DOCUMENT EXCERPT.

It’s Time to Decriminalize Immigration

This week, the news has been dominated by horrifying scenes from the border of children being ripped apart from their parents who the federal government is criminally prosecuting. The best solution is to repeal the laws that allow for this injustice in the first place. That’s a far cry from the administration’s announcement today that families would be detained together in family detention centers during and following any criminal prosecution. 

The separation of more than 2,300 children from their parents is a direct result of Attorney General Jeff Sessions’ decision to prosecute all migrants apprehended at the southern border, including asylum-seekers and parents coming to the border with small children. The so-called zero-tolerance policy is part of a series of efforts by the Trump administration to use the federal criminal justice system to punish immigrants — often those fleeing persecution and violence — and their supporters by criminally prosecuting them. 

What’s new and what’s not?

Few people are aware that even before this latest move to ramp up the criminal prosecutions of parents, the practice of criminally prosecuting immigrants was already widespread and deeply appalling.  

Operation Streamline, a program started in 2005 in Del Rio, Texas, mandated that Border Patrol agents refer migrants to the U.S. attorney’s offices for prosecution. Before, immigrants apprehended crossing the border were dealt with almost exclusively within the civil immigration system. Now, immigrants are often charged under one of two federal crimes: unlawful entry, a misdemeanor punishable by up to 180 days in jail, or unlawful re-entry of a deported immigrant, a felony punishable by up to 2 years in federal prison, and even more if the immigrant has a criminal record. 

The consequences have been dramatic. Almost half of all federal criminal prosecutions in 2017 comprised just these two crimes, and it’s getting worse.  

The creation of a “war on immigrants” and a new mass incarceration crisis

The war on drugs is now widely held to have failed to curb illicit drug use, but criminalization of low-level drug violations resulted in almost unimaginable human and financial costs, particularly in communities of color. Many states have now reduced penalties for drug use, especially for marijuana, and are seeking to rein in spending on mass incarceration.  

These state-level reforms are taking place, however, alongside an explosion in the federal criminalization of immigration. When the Department of Homeland Security (DHS) was first established under the George W. Bush administration after 9/11, the new managers of the nation’s immigration enforcement machinery set about to enlist, entangle and commandeer state and local criminal justice agencies. The most vulnerable immigrants in the United States were targeted in a massive campaign to criminalize, capture, detain, deport — and in many cases, prosecute and imprison.

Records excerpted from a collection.

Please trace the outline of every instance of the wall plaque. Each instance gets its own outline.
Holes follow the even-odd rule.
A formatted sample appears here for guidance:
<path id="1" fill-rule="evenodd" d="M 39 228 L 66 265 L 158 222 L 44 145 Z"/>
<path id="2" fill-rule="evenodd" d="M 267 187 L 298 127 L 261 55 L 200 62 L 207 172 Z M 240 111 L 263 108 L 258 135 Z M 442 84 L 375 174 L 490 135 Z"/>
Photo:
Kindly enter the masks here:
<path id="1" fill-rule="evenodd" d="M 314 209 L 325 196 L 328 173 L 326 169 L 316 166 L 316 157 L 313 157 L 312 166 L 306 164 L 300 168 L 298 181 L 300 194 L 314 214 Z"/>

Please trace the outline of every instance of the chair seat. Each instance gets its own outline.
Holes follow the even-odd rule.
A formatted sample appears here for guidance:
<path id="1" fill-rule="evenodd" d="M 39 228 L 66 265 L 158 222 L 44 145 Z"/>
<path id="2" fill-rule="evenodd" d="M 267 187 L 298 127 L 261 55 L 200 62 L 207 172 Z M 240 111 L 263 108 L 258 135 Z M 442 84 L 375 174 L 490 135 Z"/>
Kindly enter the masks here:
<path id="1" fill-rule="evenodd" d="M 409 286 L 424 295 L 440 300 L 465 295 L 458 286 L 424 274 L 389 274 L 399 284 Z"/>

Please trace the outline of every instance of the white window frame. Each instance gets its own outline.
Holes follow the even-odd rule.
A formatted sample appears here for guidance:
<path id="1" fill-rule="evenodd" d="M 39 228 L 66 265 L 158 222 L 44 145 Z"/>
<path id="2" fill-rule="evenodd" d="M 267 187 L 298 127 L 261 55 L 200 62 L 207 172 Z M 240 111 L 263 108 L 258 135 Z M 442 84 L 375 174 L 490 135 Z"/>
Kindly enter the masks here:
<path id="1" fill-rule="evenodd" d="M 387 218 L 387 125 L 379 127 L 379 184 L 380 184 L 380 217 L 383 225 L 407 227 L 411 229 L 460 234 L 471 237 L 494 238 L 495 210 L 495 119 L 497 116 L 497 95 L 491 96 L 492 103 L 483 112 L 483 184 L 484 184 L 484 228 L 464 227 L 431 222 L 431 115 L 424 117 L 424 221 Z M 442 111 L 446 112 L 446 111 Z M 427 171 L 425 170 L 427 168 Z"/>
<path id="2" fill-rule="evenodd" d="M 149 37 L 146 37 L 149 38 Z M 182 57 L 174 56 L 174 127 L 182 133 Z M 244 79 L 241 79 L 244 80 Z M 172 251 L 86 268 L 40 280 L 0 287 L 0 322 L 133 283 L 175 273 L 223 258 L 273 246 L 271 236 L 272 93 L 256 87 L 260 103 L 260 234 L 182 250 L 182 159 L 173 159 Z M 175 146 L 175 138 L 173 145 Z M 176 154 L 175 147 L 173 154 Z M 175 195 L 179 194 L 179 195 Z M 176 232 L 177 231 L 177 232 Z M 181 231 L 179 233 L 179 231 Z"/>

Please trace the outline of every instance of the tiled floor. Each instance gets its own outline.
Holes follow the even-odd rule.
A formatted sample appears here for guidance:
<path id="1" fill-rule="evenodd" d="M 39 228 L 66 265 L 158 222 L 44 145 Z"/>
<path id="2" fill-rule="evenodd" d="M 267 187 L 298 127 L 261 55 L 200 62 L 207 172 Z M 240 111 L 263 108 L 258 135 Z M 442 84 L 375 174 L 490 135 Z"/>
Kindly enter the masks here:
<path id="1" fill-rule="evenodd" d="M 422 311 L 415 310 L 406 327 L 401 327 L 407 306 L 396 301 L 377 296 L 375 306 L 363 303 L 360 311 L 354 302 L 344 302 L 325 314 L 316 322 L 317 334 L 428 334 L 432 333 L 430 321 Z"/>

EXERCISE PROMPT. Write out the stretch of the immigration article from "The war on drugs" through "on mass incarceration.", keeping every word as it appears.

ANSWER TO THIS PROBLEM.
The war on drugs is now widely held to have failed to curb illicit drug use, but criminalization of low-level drug violations resulted in almost unimaginable human and financial costs, particularly in communities of color. Many states have now reduced penalties for drug use, especially for marijuana, and are seeking to rein in spending on mass incarceration.